-- START PROVIDED INFORMATION --

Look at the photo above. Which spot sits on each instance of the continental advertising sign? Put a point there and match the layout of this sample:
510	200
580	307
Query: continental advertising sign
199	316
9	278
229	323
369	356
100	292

-- END PROVIDED INFORMATION --
-- START PROVIDED INFORMATION --

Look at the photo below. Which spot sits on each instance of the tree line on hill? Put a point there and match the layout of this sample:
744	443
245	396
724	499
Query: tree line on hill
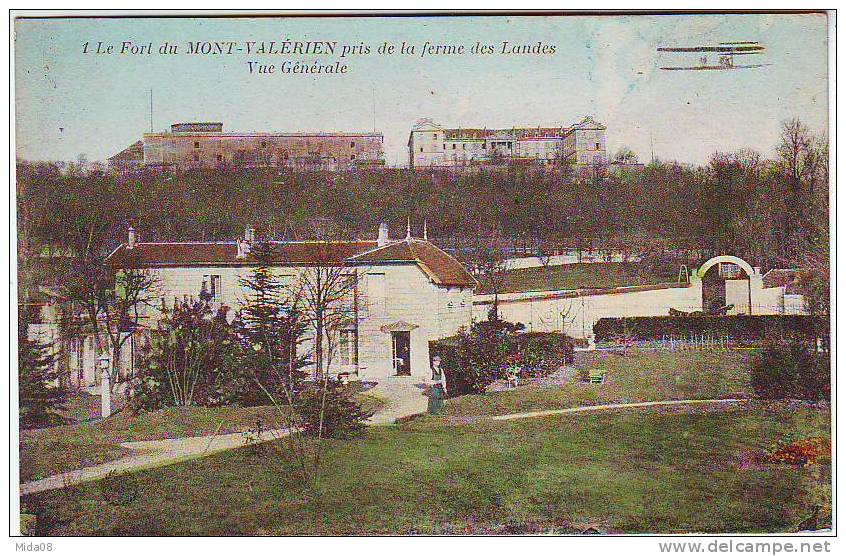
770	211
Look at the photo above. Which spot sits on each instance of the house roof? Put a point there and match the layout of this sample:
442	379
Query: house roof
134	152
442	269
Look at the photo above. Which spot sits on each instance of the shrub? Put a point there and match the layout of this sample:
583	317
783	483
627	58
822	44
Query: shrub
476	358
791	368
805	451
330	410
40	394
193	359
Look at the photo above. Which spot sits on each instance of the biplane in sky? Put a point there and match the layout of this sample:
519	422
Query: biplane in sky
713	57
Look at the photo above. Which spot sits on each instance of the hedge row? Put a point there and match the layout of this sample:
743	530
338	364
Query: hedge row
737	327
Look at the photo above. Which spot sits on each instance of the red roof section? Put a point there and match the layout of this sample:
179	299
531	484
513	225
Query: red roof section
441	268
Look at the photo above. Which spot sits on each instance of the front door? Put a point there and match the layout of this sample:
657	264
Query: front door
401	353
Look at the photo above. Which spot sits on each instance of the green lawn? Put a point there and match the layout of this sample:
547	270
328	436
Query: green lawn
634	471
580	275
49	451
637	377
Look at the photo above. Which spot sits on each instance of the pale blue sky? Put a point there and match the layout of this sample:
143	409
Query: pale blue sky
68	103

-- END PROVIDED INFORMATION --
-- START PROVIDED INFORMATION --

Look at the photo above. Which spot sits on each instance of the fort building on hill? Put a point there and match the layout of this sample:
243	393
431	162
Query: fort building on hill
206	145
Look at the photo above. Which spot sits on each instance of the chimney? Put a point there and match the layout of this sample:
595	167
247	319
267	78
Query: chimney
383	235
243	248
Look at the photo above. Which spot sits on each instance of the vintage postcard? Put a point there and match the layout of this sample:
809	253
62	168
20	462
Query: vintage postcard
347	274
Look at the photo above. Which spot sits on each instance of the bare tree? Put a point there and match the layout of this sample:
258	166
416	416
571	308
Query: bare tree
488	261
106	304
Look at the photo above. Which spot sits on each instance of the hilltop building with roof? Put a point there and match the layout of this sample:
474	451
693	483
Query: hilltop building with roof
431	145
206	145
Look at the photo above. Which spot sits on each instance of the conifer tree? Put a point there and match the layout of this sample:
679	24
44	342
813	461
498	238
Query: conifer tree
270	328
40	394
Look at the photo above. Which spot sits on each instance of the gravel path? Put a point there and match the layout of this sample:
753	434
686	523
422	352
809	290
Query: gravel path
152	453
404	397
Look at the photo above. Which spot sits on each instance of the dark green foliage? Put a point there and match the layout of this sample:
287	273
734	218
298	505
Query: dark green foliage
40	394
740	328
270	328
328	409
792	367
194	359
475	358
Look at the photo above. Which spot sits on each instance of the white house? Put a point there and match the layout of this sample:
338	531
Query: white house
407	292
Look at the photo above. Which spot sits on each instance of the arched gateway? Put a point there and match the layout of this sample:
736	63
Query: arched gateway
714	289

-- END PROVIDED INFORMATION --

→ **SET TASK**
Find every line in the listing above that contains the word "lawn" and copy each of those lines.

→ **EXERCISE OUTPUT**
Look at the photo above. Which spot sits on each instance of the green lawn? Put a point there and match the layout of this sample:
Query: green lawn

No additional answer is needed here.